Skip to content

YAML-Driven Pipeline Configuration

Overview

The Pipeline Framework (TPF) uses YAML-driven pipeline configuration, where step generation is driven by YAML configuration rather than by the presence of @PipelineStep annotations alone.

Key Concepts

YAML is Authoritative

In the new architecture:

  • YAML configuration drives step generation
  • @PipelineStep annotations only mark internal execution services
  • External operator services require zero user-written Java glue classes when using operator types directly (Option 1)
  • When using domain types (Option 2), you need to provide an ExternalMapper implementation

Two Kinds of Steps

There are two kinds of steps that can be defined in YAML:

  1. Internal Steps: Refer to services within the application annotated with @PipelineStep
  2. Delegated Steps: Refer to operators that are NOT annotated with @PipelineStep

Type Layers for Delegated Steps

When delegation is used, there are four conceptual layers:

text
Application Domain Types

Operator Mapper (App-provided)

EXCERPTED RECORDS:
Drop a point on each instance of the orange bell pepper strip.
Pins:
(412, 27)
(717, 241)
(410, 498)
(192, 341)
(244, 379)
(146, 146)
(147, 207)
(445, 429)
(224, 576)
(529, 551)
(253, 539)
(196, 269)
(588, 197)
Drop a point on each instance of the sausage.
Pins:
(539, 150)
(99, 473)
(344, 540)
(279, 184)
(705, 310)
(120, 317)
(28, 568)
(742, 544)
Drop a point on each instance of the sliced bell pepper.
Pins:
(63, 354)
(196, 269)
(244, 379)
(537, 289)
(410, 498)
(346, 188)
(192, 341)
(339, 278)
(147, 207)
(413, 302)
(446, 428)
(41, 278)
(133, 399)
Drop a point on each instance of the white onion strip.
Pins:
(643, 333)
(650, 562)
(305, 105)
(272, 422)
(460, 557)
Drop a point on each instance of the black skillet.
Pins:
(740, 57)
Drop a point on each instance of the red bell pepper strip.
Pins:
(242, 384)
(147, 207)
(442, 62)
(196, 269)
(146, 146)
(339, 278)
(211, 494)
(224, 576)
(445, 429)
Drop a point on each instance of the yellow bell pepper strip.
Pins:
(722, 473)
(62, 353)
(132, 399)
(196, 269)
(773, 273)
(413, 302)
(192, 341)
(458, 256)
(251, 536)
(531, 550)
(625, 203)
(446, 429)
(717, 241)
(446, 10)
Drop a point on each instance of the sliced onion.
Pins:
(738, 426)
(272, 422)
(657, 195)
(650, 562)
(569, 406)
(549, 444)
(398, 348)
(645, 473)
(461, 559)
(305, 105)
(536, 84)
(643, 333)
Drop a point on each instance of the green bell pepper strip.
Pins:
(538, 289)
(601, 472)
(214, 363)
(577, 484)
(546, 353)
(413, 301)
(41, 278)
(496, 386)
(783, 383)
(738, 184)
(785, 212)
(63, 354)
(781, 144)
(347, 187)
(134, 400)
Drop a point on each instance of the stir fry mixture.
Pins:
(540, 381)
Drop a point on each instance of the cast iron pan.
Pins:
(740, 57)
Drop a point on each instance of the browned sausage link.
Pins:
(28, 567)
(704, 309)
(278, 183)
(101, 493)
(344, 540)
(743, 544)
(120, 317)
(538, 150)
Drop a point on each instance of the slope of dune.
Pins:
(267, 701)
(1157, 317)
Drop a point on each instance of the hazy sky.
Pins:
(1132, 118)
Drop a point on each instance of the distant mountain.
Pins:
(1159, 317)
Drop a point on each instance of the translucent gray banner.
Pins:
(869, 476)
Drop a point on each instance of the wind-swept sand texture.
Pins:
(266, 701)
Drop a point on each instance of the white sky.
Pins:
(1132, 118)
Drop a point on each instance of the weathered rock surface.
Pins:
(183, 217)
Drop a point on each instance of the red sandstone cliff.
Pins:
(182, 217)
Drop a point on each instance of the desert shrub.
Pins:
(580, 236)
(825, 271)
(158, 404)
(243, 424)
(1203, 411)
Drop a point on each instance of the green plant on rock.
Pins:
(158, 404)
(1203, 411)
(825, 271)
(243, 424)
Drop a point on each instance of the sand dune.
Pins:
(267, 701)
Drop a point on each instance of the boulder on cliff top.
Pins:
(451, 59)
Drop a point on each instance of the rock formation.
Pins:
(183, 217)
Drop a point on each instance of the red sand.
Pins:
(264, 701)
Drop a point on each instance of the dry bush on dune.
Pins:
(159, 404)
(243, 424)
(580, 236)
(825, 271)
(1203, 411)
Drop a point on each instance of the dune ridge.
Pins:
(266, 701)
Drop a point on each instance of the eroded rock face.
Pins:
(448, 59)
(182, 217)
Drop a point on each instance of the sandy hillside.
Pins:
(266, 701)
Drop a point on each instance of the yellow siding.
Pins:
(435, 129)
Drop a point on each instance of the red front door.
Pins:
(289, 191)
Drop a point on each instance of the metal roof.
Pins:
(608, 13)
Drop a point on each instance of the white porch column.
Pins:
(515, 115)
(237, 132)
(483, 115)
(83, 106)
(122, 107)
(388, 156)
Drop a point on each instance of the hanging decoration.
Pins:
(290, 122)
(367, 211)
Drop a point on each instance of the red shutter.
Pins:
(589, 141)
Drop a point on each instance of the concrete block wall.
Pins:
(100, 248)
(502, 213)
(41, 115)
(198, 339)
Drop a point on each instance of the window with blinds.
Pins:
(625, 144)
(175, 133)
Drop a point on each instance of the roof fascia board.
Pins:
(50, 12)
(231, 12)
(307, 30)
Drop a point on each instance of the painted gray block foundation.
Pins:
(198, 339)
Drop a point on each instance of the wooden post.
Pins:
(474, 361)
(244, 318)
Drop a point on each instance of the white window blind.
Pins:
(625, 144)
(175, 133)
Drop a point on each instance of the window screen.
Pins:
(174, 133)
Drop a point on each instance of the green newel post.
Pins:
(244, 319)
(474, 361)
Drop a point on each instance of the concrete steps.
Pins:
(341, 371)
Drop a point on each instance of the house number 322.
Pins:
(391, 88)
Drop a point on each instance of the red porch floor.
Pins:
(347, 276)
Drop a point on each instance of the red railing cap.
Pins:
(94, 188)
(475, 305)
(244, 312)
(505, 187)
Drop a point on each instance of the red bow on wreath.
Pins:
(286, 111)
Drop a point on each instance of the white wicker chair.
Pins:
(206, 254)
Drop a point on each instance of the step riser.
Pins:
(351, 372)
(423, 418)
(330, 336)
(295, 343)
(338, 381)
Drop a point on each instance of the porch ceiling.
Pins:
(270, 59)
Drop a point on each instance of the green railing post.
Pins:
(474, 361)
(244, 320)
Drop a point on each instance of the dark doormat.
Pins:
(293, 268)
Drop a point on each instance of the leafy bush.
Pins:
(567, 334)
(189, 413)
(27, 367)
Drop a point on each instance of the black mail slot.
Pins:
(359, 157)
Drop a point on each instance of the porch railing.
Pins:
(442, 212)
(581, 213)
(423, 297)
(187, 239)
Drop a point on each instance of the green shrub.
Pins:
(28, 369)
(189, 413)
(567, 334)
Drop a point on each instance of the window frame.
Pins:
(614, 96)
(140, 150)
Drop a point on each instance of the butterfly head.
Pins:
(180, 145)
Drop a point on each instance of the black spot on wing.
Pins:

ACTIONS TO TAKE:
1 - Answer these about the pipeline configuration page:
(a) What do @PipelineStep annotations mark in the new architecture?
(b) What must be provided when domain types (Option 2) are used?
(c) What are steps that refer to operators not annotated with @PipelineStep called?
2 - Please reproduce the part of the pipeline configuration page that opens with the words containing "Key Concepts" and closes with "directly (Option 1)".
The listing was drawn from a separate source.

EXPECTED RESPONSES:
1 -
(a) Only internal execution services.
(b) An ExternalMapper implementation.
(c) Delegated Steps.

2 -
Key Concepts

YAML is Authoritative

In the new architecture:

  • YAML configuration drives step generation
  • @PipelineStep annotations only mark internal execution services
  • External operator services require zero user-written Java glue classes when using operator types directly (Option 1)